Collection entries
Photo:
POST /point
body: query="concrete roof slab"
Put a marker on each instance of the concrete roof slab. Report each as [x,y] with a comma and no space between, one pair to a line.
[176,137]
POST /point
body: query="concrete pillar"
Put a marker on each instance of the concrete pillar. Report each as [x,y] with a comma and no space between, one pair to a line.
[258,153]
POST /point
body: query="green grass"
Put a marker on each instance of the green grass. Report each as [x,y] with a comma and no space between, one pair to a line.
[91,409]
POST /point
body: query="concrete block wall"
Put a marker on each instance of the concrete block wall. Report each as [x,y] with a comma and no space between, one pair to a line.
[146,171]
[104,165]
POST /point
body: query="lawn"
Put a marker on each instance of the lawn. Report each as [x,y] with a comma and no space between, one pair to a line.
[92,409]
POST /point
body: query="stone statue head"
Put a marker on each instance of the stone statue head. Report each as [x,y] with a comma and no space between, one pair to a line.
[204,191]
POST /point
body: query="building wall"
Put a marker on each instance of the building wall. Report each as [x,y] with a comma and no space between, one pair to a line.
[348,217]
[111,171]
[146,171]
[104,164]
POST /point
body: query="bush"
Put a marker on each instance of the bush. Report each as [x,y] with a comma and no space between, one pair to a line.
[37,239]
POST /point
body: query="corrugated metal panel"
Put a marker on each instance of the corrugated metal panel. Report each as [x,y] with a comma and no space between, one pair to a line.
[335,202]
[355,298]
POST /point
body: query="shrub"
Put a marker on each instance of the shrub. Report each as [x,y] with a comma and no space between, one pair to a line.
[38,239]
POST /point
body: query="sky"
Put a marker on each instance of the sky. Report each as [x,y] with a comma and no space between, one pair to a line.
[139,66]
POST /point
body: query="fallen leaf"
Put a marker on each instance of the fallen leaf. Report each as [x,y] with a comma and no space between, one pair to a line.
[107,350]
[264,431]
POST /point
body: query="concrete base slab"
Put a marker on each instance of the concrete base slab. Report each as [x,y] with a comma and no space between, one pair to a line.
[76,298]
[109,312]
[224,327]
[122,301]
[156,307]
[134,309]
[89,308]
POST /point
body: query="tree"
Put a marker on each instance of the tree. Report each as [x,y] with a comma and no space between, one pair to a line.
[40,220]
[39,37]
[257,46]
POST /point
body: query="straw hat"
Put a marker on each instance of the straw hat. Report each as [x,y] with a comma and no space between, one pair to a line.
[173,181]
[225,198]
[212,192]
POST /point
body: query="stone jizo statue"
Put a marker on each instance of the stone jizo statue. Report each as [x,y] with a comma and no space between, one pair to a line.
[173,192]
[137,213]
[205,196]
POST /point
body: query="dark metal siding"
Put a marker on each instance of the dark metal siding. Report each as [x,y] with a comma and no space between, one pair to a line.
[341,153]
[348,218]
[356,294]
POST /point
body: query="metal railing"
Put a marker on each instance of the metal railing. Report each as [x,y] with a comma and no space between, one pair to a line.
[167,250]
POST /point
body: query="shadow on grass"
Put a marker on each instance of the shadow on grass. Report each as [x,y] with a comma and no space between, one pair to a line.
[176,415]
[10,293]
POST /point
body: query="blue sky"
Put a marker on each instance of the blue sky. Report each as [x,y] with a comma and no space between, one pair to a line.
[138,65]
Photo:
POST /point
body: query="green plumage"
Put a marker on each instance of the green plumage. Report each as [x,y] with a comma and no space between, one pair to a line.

_Task prompt:_
Pull out every line of the entries above that contains the word "slab", matching case exactly.

_The completed task:_
body: query="concrete roof slab"
Put a marker on each instance of the concrete roof slab. Report each as [x,y] with a comma and no space between, one pair to a line.
body: query="concrete base slab"
Put a marker on each instance of the concrete base slab. Report each as [x,y] with a comma and no space between, one pair to a line.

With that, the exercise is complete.